Goal of the exercise | Your reply should be the records below, duplicated exactly, with any picture removed.

------ Material for this task

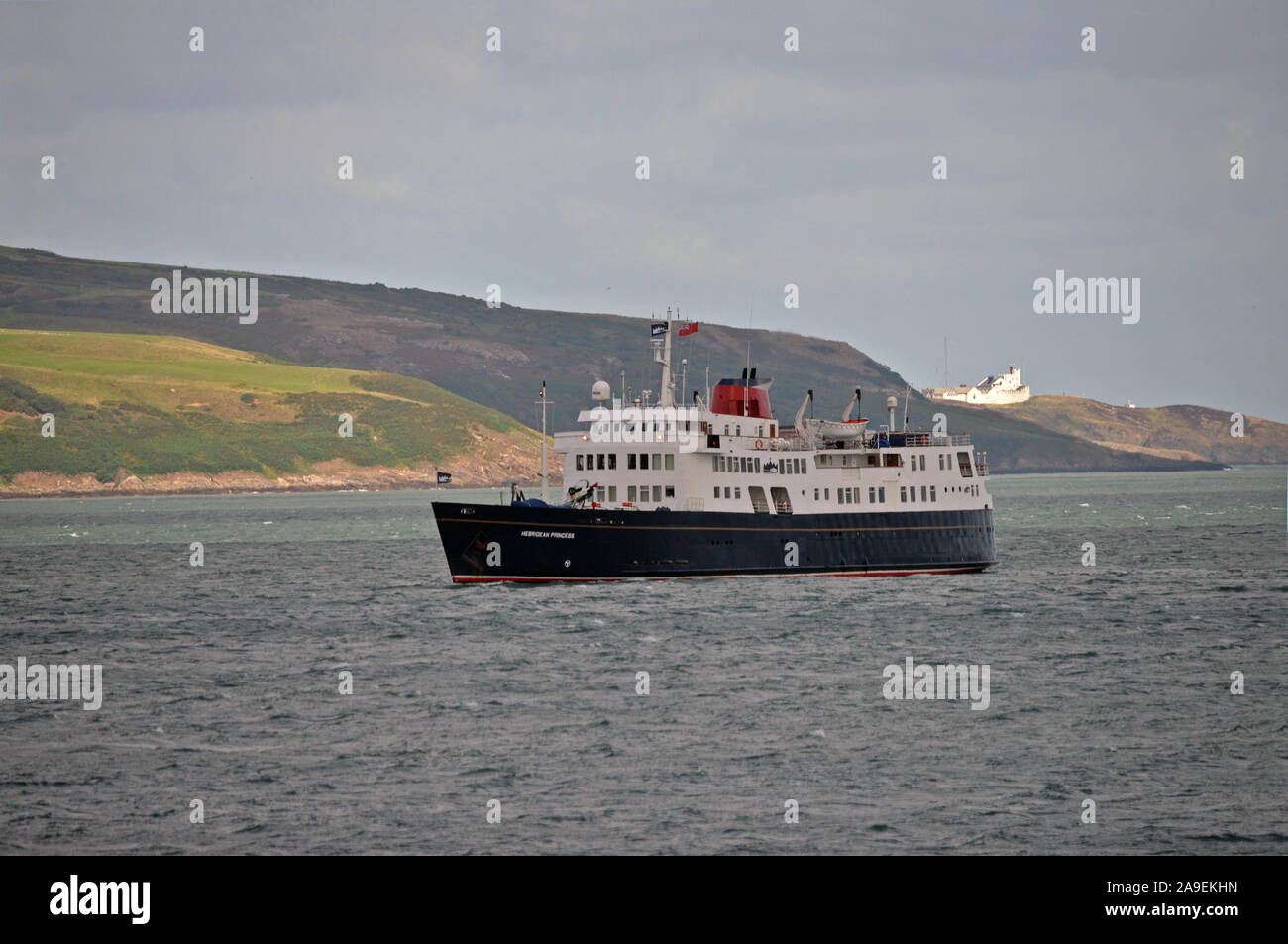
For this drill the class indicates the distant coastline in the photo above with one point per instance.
(374, 478)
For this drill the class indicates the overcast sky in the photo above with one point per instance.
(768, 166)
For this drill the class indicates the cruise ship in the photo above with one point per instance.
(717, 487)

------------

Solved problem |
For this drill the class indicates the distant coastline in the photo above with one point per instance.
(374, 478)
For this drill the class indicates the overcast sky in the photo above with one point per instance.
(768, 166)
For this drill the class indicates the cruise ship in the photo above with one point per instance.
(717, 487)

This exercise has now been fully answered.